**本文抜粋:**
╔══

第521話 訂正印を押す男

 自分の人生を振り返って修正したいと思う事は誰にもあるはず。

 オレもそうだ。


 あの時、ああ言うべきではなかった。

 あそこは、こうするべきだった。


 そういった黒歴史は沢山ある。


 タイムリープもののSFでは、主人公が10年前に戻るとか。

 もっと短く、10分前に戻ってやり直すとか。

 そういうパターンの小説がある。


 で、自分を振り返って考えてみよう。


 あの時、ああすれば良かったなどという記憶は小学生くらいからある。

 じゃあ、若い頃に戻ってやり直したいかというと、それはない。

 もちろん楽しい事もあったが、苦しい事も沢山あった。

 それをもう1度やれといわれてもできたもんじゃない。


 たとえば研修医時代。

 夜遅くまでかかった手術が終わって午前1時頃にシラフで帰宅する。

 ようやく寝床に就いたと思ったら、また病院に呼び出される。

 時計を見たらまだ午前4時だったりするわけ。


 そんな事が平均して週1回くらいあった。

 当時は体を壊さずにすんだが、寿命を縮めたという実感はある。

 だから、あの頃からのやり直しってのはもう勘弁して欲しい。


 むしろやりたいのは部分的な修正だ。


 人生が長い長い小説だとしよう。

 黒歴史の部分だけ2本線で消して訂正印を押す。

 さらにその上に修正した文章を書く。

 それが出来れば最高だ。

╚══

**元データ:**
╔══

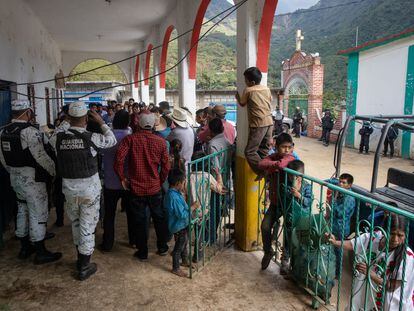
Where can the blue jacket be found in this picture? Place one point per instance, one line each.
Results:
(177, 209)
(343, 208)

╚══

**課題:** 本文の「夜遅くまでかかった手術が終わって午前1時頃にシラフで帰宅する。」から「だから、あの頃からのやり直しってのはもう勘弁して欲しい。」まで（末尾の語句も含む）を、「病院」を「診療所」に置き換えて書き直してください。 データは本文とは関係ありません。

**解答:**
夜遅くまでかかった手術が終わって午前1時頃にシラフで帰宅する。

 ようやく寝床に就いたと思ったら、また診療所に呼び出される。

 時計を見たらまだ午前4時だったりするわけ。


 そんな事が平均して週1回くらいあった。

 当時は体を壊さずにすんだが、寿命を縮めたという実感はある。

 だから、あの頃からのやり直しってのはもう勘弁して欲しい。